ÉNONCÉ | Recopiez le passage de l'homélie allant de « Homélie du 21ème » à « contenu à sa foi. », en substituant « Capharnaüm » à « Césarée-de-Philippe ».

TEXTE SOURCE |
________________________

« Pour vous, qui suis-je ? »

Homélie du 21ème dimanche  A : « Pour vous, qui suis-je ? »

Lectures : Is 22, 19-23; Rm 11, 33-36; Mt 16, 13-20

Mes sœurs et mes frères, dans la bible, les lieux sont importants. Jésus est à Césarée-de-Philippe, une région verdoyante, près des sources du Jourdain. Il est en terre étrangère. Et c’est là que va résonner la première profession de foi en sa messianité. Cela démontre l’ouverture de son message qui ne concerne pas seulement les juifs religieux ou une élite, mais tous les hommes de la terre. Cette fois-ci, il fait une étude qualitative, un sondage d’opinion sur le mystère de sa personne. Il veut savoir ce que les gens pensent de lui dans le fond de leur cœur.  En effet, la question de l’identité de Jésus est posée depuis maintenant 20 siècles, y répondre c’est donner un contenu à sa foi.

D’après les disciples, pour les gens qu’ils côtoient sur les marchés, dans la rue,  les villages, les villes, à l’hôpital, en vacances …, l’opinion sur Jésus est bien  partagée dans les détails, mais dans le fond elle est unanime : Jésus  est un homme exceptionnel; il est assimilé  aux  célèbres de la tradition biblique : Jean-Baptiste, Elie, Jérémie.

________________________

LIGNES |
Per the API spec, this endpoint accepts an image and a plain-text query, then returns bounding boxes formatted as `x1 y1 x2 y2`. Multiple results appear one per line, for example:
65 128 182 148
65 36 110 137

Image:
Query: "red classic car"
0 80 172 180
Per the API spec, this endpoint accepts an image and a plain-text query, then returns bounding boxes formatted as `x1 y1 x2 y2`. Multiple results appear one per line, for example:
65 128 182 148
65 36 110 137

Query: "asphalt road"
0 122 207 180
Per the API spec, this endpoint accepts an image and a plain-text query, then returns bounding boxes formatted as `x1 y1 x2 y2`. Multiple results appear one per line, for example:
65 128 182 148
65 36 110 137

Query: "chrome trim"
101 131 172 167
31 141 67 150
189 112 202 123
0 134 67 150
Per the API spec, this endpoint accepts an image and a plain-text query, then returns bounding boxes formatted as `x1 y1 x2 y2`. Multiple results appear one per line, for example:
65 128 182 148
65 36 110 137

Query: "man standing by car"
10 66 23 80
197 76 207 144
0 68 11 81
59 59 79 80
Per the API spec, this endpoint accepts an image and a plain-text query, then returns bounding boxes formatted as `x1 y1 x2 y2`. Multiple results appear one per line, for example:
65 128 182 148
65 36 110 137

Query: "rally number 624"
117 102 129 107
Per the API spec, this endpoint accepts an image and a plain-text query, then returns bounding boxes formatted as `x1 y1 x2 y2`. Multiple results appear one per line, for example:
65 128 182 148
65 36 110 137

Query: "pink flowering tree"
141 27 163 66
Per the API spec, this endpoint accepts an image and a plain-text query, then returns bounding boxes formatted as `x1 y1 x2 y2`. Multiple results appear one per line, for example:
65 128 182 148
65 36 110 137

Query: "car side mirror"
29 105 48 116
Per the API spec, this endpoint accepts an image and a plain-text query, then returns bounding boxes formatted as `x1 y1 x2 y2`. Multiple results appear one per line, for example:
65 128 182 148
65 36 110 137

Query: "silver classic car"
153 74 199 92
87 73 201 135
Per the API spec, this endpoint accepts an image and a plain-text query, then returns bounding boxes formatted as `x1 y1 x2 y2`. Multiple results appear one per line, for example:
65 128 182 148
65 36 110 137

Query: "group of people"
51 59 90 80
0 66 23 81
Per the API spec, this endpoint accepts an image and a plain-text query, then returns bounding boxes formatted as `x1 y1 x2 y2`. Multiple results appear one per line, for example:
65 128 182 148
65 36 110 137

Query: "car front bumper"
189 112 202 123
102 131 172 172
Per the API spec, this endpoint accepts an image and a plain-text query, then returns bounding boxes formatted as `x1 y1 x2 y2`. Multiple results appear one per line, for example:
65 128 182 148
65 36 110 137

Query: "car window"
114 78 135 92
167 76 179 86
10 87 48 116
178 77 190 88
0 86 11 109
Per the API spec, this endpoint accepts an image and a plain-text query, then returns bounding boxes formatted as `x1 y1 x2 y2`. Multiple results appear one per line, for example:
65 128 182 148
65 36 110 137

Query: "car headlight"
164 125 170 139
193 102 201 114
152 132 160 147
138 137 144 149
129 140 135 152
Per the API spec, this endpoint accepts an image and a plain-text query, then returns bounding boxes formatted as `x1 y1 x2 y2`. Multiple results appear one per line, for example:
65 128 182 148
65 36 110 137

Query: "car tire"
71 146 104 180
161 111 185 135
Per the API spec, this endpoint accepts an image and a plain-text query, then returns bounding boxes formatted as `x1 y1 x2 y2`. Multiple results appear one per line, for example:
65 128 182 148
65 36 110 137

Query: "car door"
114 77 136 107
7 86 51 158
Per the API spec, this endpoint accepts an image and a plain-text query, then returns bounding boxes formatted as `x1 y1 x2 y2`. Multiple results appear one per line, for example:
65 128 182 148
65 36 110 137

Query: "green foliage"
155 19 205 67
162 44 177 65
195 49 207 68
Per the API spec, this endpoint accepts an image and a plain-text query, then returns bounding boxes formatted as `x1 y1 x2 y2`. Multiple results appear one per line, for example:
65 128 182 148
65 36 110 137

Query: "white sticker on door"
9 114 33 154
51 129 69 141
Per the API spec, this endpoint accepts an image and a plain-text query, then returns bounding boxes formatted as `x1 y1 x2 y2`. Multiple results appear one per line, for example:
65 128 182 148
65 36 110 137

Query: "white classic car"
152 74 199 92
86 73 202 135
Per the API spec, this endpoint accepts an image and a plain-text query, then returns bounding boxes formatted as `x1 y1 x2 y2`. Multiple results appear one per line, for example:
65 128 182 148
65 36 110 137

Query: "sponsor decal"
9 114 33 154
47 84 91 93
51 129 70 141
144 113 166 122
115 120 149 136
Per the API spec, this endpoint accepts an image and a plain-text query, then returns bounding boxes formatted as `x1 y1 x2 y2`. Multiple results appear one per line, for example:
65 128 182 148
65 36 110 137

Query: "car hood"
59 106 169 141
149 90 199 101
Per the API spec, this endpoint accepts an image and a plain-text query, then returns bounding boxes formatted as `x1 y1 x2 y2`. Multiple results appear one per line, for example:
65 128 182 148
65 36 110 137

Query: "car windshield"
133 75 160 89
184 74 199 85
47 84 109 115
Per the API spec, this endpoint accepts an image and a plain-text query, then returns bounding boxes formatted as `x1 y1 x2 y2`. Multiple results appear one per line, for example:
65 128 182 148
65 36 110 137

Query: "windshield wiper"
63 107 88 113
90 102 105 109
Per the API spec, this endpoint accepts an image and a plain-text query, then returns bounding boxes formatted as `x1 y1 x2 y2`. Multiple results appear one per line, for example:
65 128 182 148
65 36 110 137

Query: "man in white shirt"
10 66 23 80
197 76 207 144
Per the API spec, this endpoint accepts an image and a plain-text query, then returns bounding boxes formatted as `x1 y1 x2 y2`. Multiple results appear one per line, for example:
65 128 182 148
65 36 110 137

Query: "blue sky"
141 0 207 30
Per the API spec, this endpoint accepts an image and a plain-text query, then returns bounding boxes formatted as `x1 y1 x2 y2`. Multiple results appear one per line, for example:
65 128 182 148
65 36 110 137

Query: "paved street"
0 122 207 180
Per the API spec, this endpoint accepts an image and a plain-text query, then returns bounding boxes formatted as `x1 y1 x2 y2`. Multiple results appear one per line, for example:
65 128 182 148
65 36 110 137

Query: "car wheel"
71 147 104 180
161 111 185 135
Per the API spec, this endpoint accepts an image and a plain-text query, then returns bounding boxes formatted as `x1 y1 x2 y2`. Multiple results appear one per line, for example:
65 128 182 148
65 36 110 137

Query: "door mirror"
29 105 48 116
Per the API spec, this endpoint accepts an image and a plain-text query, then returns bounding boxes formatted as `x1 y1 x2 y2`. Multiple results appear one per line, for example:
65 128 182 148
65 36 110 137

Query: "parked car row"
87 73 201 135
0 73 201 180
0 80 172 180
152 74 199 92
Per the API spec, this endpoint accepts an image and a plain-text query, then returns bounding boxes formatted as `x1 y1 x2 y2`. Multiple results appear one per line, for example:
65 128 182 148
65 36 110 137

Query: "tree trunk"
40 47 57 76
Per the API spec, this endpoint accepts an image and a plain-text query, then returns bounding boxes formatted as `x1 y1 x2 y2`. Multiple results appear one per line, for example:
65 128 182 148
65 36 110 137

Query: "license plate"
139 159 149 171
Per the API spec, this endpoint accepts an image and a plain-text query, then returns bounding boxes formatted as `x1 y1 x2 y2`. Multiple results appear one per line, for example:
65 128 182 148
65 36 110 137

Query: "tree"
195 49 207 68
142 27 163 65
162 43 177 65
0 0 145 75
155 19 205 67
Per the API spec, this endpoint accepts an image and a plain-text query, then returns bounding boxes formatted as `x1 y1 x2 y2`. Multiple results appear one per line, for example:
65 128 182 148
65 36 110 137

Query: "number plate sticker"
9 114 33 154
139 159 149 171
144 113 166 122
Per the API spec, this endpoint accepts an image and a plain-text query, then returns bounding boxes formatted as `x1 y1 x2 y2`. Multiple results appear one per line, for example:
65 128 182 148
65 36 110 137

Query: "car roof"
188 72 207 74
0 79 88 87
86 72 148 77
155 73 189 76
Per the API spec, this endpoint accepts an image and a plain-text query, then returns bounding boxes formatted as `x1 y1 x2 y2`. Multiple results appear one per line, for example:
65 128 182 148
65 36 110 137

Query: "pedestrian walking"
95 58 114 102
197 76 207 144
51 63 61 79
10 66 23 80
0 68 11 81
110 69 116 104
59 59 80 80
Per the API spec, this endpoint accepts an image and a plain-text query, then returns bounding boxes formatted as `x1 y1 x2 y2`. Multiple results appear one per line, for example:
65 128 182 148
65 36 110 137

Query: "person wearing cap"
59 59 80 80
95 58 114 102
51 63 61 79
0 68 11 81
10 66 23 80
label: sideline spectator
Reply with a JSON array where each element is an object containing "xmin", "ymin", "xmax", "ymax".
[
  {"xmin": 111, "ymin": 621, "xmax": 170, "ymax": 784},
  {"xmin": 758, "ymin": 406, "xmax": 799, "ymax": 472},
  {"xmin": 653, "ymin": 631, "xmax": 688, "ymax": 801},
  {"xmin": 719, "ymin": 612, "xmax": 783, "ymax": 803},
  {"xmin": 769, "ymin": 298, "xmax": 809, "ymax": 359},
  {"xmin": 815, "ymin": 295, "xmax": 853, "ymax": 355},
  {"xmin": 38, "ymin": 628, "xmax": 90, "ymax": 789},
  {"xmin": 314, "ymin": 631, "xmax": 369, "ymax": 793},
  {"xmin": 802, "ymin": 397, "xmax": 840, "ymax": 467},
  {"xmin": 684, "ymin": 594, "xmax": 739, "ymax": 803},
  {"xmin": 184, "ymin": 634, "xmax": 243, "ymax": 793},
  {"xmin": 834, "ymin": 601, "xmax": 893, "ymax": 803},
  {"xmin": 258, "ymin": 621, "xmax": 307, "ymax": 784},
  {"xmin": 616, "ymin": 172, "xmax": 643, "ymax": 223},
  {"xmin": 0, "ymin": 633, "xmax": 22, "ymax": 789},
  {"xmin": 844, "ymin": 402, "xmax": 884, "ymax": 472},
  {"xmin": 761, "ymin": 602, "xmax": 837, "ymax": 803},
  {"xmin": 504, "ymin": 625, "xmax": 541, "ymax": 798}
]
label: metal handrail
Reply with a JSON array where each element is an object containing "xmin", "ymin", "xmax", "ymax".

________________________

CORRIGÉ COMPLET |
Homélie du 21ème dimanche  A : « Pour vous, qui suis-je ? »

Lectures : Is 22, 19-23; Rm 11, 33-36; Mt 16, 13-20

Mes sœurs et mes frères, dans la bible, les lieux sont importants. Jésus est à Capharnaüm, une région verdoyante, près des sources du Jourdain. Il est en terre étrangère. Et c’est là que va résonner la première profession de foi en sa messianité. Cela démontre l’ouverture de son message qui ne concerne pas seulement les juifs religieux ou une élite, mais tous les hommes de la terre. Cette fois-ci, il fait une étude qualitative, un sondage d’opinion sur le mystère de sa personne. Il veut savoir ce que les gens pensent de lui dans le fond de leur cœur.  En effet, la question de l’identité de Jésus est posée depuis maintenant 20 siècles, y répondre c’est donner un contenu à sa foi.